AUSZUG ZUM LESEN:
Das Ziel des Panels besteht darin, die unterschiedlichen methodologischen und theoretischen Herangehensweisen der drei Beiträge (historiographische, diskurs- und netzwerkanalytische Zugänge) im Hinblick auf ihr Analysepotential von institutionell-organisationalen Spielräumen vergleichend zu diskutieren, auch unter Gesichtspunkten zukünftiger Forschungsnotwendigkeiten und Implikationen für die Professionalitäts- und Organisationsentwicklung von Volkshochschulen sowie im Hinblick auf Bildungs- und Verbandspolitiken.

AUFGABEN:
1. Gibst du aus dem Auszug über das Volkshochschul-Panel den Abschnitt wortgetreu aus, der bei „Das Ziel des“ beginnt und bei „Bildungs- und Verbandspolitiken.“ endet?
2. Kannst du die Zeilen der Auflistung, beginnend mit ihrem Anfang und endend mit der Zeile, die „172 191 766 558“ enthält, unverändert abtippen?

VORLIEGENDE AUFLISTUNG:
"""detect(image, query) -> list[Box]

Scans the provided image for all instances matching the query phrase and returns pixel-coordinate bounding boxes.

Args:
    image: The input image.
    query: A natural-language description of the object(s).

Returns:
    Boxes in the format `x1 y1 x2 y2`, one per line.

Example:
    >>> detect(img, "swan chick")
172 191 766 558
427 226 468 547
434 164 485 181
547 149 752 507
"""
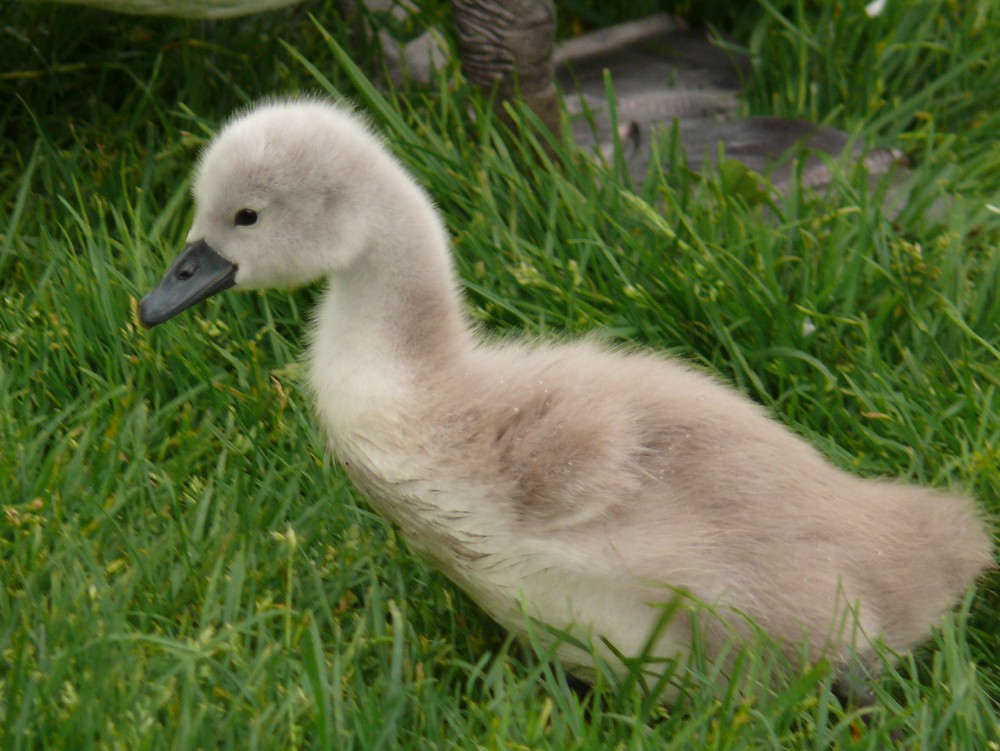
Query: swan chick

ANTWORTEN PRO AUFGABE:
1.
Das Ziel des Panels besteht darin, die unterschiedlichen methodologischen und theoretischen Herangehensweisen der drei Beiträge (historiographische, diskurs- und netzwerkanalytische Zugänge) im Hinblick auf ihr Analysepotential von institutionell-organisationalen Spielräumen vergleichend zu diskutieren, auch unter Gesichtspunkten zukünftiger Forschungsnotwendigkeiten und Implikationen für die Professionalitäts- und Organisationsentwicklung von Volkshochschulen sowie im Hinblick auf Bildungs- und Verbandspolitiken.

2.
"""detect(image, query) -> list[Box]

Scans the provided image for all instances matching the query phrase and returns pixel-coordinate bounding boxes.

Args:
    image: The input image.
    query: A natural-language description of the object(s).

Returns:
    Boxes in the format `x1 y1 x2 y2`, one per line.

Example:
    >>> detect(img, "swan chick")
172 191 766 558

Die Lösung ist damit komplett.